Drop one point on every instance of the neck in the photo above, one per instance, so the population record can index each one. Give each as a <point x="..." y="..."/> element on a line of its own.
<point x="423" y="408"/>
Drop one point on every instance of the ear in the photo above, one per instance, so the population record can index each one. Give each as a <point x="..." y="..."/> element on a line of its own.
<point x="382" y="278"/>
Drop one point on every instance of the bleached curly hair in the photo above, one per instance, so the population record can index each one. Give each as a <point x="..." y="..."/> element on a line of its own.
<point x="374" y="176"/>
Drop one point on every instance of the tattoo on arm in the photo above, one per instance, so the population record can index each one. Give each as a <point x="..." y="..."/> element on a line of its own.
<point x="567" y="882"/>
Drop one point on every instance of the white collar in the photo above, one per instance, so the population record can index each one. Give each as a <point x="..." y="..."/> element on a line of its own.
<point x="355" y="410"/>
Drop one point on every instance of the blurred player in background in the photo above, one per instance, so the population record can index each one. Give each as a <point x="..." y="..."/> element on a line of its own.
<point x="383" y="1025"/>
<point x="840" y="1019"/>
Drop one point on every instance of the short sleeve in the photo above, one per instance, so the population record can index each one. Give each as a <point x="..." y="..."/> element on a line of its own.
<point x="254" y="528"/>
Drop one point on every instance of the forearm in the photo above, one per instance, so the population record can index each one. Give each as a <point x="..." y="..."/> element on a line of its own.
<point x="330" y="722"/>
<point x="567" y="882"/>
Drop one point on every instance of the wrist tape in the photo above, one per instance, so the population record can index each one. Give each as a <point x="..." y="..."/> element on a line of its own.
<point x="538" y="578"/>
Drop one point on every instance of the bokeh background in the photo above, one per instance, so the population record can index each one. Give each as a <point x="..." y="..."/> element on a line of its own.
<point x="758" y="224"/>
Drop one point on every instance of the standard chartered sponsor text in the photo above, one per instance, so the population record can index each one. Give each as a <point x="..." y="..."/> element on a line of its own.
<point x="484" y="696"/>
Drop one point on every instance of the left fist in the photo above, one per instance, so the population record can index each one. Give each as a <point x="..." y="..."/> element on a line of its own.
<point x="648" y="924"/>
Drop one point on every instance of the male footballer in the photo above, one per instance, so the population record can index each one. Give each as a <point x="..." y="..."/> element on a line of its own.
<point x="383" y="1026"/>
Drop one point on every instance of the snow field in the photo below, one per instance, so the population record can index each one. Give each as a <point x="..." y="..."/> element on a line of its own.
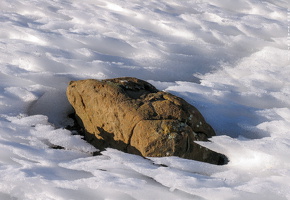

__Brief__
Nothing but the text of the listing should be set down, exactly, with the pictures left behind.

__Written solution__
Drop one point on every instance of the neck in the photo above, one per instance, so the population record can index each one. Give each as a <point x="..." y="..."/> element on a line of its own.
<point x="423" y="408"/>
Drop one point on every instance of the ear in the photo above, one per instance, so the population record can index each one. Give each as a <point x="..." y="..."/> element on a line of its own.
<point x="382" y="278"/>
Drop one point on every instance of the bleached curly hair in the photo above, one per instance, so the population record can index each one. Give each as a <point x="..." y="..."/> element on a line of its own.
<point x="374" y="176"/>
Drop one point on every instance of the tattoo on arm in the photo above, one per instance, so the population record can index each one. Give each as a <point x="..." y="..."/> element on a line of its own.
<point x="567" y="882"/>
Drop one point on every instance of the white collar in the photo above, one per instance, so the population record can index each one. Give each as a <point x="..." y="..."/> element on a line of its own.
<point x="355" y="410"/>
Drop one point on every instance of the blurred player in background in the photo above, one per instance, so the population record can index each one. Give each as a <point x="..." y="..."/> element on a line of its own.
<point x="383" y="1025"/>
<point x="840" y="1019"/>
Drop one point on every instance of the short sleeve in the photo above, one per instance, so the population record can index each one. Give each as a <point x="..." y="..."/> element on a line of its own.
<point x="254" y="528"/>
Drop one point on every instance of the forearm in the photo above, one per instance, so the population record can index each one. Give each as a <point x="..." y="..."/> element on a line of its own.
<point x="330" y="722"/>
<point x="567" y="882"/>
Drop one point on every instance of the wrist tape in the photo above, one per instance, so the population record can index each one. Give each as a <point x="..." y="..."/> element on a line of its own.
<point x="538" y="578"/>
Drop one point on every instance of the bokeh background in the photo above, one per instance, so the population record can index each one. Give each as a <point x="..." y="..."/> element on a line of its own.
<point x="758" y="224"/>
Drop one point on every instance of the standard chartered sponsor text in the photo above, one per instance, so the population record can index each one. Give each as a <point x="..." y="..."/> element on a line of its own.
<point x="484" y="696"/>
Drop one point on every instance of the left fist in the photo above, one per instance, so the population record can index each one. Give each as a <point x="..." y="..."/> element on a line of its own.
<point x="648" y="924"/>
Drop one point on every instance of the male footballer in the photo above, one per instance, so the population record can index each one. Give each as a <point x="..." y="..."/> element on a line of its own.
<point x="383" y="1026"/>
Drop one point on every instance of the snow field in the photo below, one per instance, so the population record can index each one. Give each as a <point x="..." y="..."/> element on a line of its own.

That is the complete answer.